▶ _Directions_:
Copy every line of the data below, requests included, and scale each point coordinate in the answers by 1.5, rounding to whole numbers with halves rounded up. Leave the numbers in the requests and their format samples as they are.

▶ _Dataset items_:

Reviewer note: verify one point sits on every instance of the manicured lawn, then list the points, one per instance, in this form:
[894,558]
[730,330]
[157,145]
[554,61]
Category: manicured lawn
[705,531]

▶ _Worked answer_:
Reviewer note: verify one point sits on every instance of the manicured lawn, then list the points, one per instance, in this form:
[894,558]
[730,330]
[157,145]
[554,61]
Category: manicured lawn
[1058,797]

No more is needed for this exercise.